▸ **YOUR INSTRUCTIONS**
In the records below, locate the line containing "canopy, one point per instance in this photo.", then extract it and all following lines exactly, ending with the last line.

>> start DATA TO PROCESS

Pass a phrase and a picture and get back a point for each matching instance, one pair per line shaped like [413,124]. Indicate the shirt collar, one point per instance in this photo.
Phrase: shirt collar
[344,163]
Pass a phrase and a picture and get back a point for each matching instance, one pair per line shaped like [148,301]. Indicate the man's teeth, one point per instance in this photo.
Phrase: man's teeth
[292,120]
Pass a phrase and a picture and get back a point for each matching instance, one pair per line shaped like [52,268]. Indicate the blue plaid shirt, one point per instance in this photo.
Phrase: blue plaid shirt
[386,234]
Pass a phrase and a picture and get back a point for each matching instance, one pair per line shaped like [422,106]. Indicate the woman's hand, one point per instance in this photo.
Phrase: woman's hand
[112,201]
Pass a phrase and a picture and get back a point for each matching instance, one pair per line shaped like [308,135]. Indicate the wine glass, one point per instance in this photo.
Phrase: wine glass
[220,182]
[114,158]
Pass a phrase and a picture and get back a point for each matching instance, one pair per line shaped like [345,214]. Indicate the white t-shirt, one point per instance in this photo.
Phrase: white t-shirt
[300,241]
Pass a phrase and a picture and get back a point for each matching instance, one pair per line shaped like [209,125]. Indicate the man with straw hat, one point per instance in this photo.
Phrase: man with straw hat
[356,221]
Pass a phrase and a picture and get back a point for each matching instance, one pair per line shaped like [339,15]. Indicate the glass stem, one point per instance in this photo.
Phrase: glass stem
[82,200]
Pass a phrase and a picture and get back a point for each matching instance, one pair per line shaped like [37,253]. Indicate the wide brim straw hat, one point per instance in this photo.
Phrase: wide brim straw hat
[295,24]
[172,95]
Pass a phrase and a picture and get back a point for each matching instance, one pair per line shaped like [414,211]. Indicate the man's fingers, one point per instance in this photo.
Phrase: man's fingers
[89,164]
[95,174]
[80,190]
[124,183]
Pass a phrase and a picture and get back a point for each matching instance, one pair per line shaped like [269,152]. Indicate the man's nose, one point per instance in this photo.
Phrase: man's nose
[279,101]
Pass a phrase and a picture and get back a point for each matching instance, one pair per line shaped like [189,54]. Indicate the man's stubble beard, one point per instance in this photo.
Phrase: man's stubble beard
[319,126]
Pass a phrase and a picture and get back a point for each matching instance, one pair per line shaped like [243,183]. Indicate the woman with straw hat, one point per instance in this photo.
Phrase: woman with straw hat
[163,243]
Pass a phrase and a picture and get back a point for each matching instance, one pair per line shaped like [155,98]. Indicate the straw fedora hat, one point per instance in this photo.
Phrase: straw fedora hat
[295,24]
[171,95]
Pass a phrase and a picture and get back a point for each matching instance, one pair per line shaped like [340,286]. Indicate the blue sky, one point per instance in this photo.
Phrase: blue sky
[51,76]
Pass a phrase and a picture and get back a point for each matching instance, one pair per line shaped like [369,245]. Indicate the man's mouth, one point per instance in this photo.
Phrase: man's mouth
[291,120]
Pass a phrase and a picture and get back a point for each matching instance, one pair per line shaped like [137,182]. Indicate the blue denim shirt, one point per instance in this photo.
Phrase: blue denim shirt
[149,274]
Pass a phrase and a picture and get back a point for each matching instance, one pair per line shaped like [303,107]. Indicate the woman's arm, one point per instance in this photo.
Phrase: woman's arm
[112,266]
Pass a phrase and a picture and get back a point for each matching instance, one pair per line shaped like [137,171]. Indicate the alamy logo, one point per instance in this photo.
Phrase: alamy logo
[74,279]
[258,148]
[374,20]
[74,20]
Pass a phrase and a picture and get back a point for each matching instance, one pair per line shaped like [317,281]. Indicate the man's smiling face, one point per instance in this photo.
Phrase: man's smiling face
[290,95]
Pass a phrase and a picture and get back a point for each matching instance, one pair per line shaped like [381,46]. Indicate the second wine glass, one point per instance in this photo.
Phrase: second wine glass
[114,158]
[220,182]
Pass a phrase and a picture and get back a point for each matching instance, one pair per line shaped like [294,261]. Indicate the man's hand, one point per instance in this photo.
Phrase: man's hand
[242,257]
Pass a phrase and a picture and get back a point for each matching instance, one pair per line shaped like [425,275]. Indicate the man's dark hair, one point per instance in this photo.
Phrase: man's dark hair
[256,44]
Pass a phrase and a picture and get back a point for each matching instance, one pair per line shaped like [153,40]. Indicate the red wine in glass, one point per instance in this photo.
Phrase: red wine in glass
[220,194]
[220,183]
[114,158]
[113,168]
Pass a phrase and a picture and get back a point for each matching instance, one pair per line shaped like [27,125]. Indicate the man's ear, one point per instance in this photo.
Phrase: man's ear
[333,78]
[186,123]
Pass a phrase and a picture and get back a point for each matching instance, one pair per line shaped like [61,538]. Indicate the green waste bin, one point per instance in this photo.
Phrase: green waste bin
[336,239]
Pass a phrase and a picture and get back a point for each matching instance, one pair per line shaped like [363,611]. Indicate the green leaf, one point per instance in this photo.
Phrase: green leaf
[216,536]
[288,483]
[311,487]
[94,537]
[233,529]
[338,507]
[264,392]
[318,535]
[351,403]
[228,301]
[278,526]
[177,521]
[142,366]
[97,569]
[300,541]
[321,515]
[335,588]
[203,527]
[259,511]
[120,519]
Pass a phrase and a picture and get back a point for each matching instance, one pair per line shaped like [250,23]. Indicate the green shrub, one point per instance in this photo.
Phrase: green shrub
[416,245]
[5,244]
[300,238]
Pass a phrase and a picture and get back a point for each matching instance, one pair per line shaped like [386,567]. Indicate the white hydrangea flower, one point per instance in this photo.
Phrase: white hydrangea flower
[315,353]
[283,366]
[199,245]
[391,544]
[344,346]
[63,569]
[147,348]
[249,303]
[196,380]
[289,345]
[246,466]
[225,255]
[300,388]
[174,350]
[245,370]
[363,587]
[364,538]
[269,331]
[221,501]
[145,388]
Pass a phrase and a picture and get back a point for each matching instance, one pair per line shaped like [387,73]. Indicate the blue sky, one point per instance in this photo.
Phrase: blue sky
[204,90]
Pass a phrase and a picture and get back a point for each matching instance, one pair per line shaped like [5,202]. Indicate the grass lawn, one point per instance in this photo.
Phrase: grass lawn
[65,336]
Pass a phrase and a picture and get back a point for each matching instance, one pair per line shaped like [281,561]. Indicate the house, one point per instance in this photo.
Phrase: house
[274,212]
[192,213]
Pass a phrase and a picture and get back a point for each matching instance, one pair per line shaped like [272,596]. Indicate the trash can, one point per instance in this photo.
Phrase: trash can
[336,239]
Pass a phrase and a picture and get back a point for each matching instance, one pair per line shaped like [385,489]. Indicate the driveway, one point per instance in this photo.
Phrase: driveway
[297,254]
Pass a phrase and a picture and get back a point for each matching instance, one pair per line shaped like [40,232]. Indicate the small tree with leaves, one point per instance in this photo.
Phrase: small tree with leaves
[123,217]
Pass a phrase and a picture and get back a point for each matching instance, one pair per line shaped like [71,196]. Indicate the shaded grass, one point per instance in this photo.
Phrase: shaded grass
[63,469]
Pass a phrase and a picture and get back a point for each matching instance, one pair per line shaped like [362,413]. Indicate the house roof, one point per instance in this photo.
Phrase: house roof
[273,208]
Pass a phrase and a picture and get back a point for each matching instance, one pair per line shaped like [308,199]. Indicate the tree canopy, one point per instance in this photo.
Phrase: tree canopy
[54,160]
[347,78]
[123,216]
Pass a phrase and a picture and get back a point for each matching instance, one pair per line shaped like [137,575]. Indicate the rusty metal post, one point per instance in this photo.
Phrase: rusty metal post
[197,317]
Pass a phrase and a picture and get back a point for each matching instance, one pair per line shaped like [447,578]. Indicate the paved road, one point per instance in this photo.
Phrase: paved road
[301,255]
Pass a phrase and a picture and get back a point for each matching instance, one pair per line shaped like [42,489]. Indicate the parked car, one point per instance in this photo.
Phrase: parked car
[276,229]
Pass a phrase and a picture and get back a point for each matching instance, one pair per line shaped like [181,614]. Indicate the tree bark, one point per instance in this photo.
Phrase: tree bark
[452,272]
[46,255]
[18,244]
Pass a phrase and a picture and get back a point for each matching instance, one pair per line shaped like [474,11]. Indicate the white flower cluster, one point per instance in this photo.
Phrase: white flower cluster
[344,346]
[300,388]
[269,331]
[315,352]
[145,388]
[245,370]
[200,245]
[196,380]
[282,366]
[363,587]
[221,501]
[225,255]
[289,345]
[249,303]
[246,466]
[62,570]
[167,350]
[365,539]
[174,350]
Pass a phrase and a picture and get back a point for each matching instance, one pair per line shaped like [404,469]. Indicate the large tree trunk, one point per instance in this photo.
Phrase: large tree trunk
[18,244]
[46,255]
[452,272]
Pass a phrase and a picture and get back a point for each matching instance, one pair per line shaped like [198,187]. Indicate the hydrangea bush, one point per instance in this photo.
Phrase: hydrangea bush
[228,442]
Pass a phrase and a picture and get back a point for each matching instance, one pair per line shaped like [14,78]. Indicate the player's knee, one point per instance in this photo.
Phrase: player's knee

>> end DATA TO PROCESS

▸ **REPLY TO THE TASK**
Pass a phrase and a picture and get back a point for each matching instance, one pair per line shaped like [308,199]. Indicate the tree canopy, one point per instance in this photo.
Phrase: tree canopy
[54,160]
[347,78]
[123,216]
Pass a phrase and a picture and get back a point for each matching instance, one pair per line shaped like [137,575]. Indicate the rusty metal post, one point per instance in this photo.
Phrase: rusty metal post
[197,317]
Pass a phrase and a picture and get back a point for each matching instance, one pair per line shaped like [447,578]. Indicate the paved road, one point per instance in this photo.
Phrase: paved road
[301,255]
Pass a phrase and a picture and get back a point for each matching instance, one pair per line shaped like [42,489]. Indicate the parked car, one point per instance in this photo.
Phrase: parked car
[276,229]
Pass a phrase and a picture and get back a point for each matching instance, one pair per line shaped like [181,614]. Indicate the tree bark, one point per instance in this photo.
Phrase: tree bark
[452,272]
[46,255]
[18,244]
Pass a phrase and a picture and get back a point for each matching instance, one pair per line shaped like [474,11]. Indicate the white flower cluster, one point per instance in this photo.
Phrase: white flower cluster
[344,346]
[300,388]
[269,331]
[315,352]
[145,388]
[245,370]
[200,245]
[196,380]
[282,366]
[363,587]
[221,501]
[225,255]
[289,345]
[249,303]
[246,466]
[62,570]
[167,350]
[365,539]
[174,350]
Pass a phrase and a picture and get back a point for each matching instance, one pair per line shaped like [404,469]. Indicate the large tree trunk, one point per instance in this photo.
Phrase: large tree trunk
[18,244]
[46,255]
[452,272]
Pass a phrase and a picture and get back a point for each matching instance, one pair per line shaped like [198,187]. Indicate the hydrangea bush, one point per instance in this photo.
Phrase: hydrangea bush
[228,442]
Pass a phrase and a picture and get back a point for each matching instance, one pair per line shaped like [14,78]. Indicate the player's knee, one point per instance in this photo.
Phrase: player's knee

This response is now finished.